--- start ---
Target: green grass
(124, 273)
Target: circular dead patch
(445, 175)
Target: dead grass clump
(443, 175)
--- end ---
## Goal
Print every entry exactly as it appears.

## Solution to the problem
Target: green grass
(124, 273)
Target: circular dead patch
(445, 175)
Target: dead grass clump
(443, 175)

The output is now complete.